Excerpted records ::
* * * * *

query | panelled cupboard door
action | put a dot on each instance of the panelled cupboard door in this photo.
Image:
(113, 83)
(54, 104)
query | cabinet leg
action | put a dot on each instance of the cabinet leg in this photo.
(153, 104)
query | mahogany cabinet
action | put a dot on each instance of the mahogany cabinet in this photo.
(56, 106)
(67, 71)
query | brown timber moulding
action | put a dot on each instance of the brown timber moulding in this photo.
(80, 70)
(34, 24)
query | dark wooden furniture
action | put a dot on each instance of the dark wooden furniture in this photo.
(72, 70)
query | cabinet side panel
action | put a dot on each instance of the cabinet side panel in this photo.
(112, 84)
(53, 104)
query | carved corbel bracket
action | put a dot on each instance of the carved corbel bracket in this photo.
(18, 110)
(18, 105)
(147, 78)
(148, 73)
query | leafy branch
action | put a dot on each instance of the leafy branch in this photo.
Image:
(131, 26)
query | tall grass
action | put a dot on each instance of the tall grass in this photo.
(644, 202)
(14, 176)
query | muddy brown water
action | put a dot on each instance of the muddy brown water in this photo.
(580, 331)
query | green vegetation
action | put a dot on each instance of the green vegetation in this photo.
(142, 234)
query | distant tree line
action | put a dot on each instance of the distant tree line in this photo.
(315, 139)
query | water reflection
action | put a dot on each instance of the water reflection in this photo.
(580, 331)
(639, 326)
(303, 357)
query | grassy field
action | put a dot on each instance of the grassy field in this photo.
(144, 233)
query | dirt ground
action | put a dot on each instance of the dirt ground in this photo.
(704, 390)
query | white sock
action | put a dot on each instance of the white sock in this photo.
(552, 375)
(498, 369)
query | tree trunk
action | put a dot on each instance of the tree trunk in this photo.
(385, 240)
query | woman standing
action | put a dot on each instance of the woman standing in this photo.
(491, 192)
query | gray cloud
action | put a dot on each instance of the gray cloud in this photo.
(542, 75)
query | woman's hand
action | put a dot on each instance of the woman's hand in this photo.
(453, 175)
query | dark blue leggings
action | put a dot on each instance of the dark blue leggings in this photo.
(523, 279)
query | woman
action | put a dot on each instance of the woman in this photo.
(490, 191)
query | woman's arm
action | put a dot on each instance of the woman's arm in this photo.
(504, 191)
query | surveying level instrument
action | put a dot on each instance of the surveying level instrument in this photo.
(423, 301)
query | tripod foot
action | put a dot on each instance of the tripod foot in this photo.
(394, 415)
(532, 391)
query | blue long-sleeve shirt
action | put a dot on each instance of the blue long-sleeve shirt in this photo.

* * * * *

Task objective :: Extract all the entries word for word.

Task answer ::
query | panelled cupboard door
action | put a dot on each instance of the panelled cupboard door in this photo.
Image:
(113, 83)
(54, 104)
query | cabinet leg
action | put a dot on each instance of the cabinet leg in this photo.
(153, 104)
query | mahogany cabinet
action | put a dot on each instance of the mahogany cabinet in this photo.
(56, 106)
(67, 71)
query | brown timber moulding
action | put a dot on each instance of the brown timber moulding in this photo.
(80, 70)
(34, 24)
query | dark wooden furniture
action | put a dot on each instance of the dark wooden furniture in this photo.
(72, 70)
query | cabinet side panel
action | put a dot on each instance of the cabinet side panel in this photo.
(112, 84)
(53, 104)
query | carved corbel bracket
action | put a dot on each instance of the carved corbel bracket in this photo.
(18, 110)
(18, 105)
(147, 78)
(148, 73)
query | leafy branch
action | put a dot on each instance of the leafy branch in this photo.
Image:
(131, 26)
query | tall grass
action | put a dot on each instance of the tall grass in this photo.
(644, 202)
(14, 176)
query | muddy brown water
action | put a dot on each instance of the muddy brown water in this photo.
(580, 331)
query | green vegetation
action | put a dot on each instance of the green vegetation in this photo.
(142, 234)
query | distant tree line
action | put a dot on each instance of the distant tree line in this photo.
(315, 139)
query | water reflection
action | put a dot on each instance of the water reflection in this photo.
(580, 331)
(639, 326)
(303, 357)
query | grassy field
action | put a dot on each instance of the grassy field in this photo.
(144, 233)
query | dirt ground
action | put a dot on each instance of the dirt ground in this photo.
(704, 390)
query | white sock
action | put a dot on each instance of the white sock in this photo.
(552, 375)
(498, 369)
query | tree trunk
action | put a dot on each instance of the tree trunk in this photo.
(385, 240)
query | woman standing
action | put a dot on each instance of the woman standing in this photo.
(491, 192)
query | gray cloud
action | put a dot on each instance of the gray cloud in this photo.
(542, 75)
query | woman's hand
action | put a dot on each instance of the woman's hand in this photo.
(453, 175)
query | dark blue leggings
action | put a dot on each instance of the dark blue leggings in this photo.
(523, 279)
query | woman
action | put a dot on each instance of the woman in this photo.
(490, 191)
query | woman's arm
action | put a dot on each instance of the woman's arm in this photo.
(504, 191)
query | surveying level instrument
action | put a dot on each instance of the surveying level instrument in this photo.
(423, 301)
query | tripod foot
action | put a dot on each instance of the tripod foot in this photo.
(394, 415)
(532, 391)
query | blue long-sleeve shirt
action | put a dot on each instance of the blue long-sleeve shirt in this photo.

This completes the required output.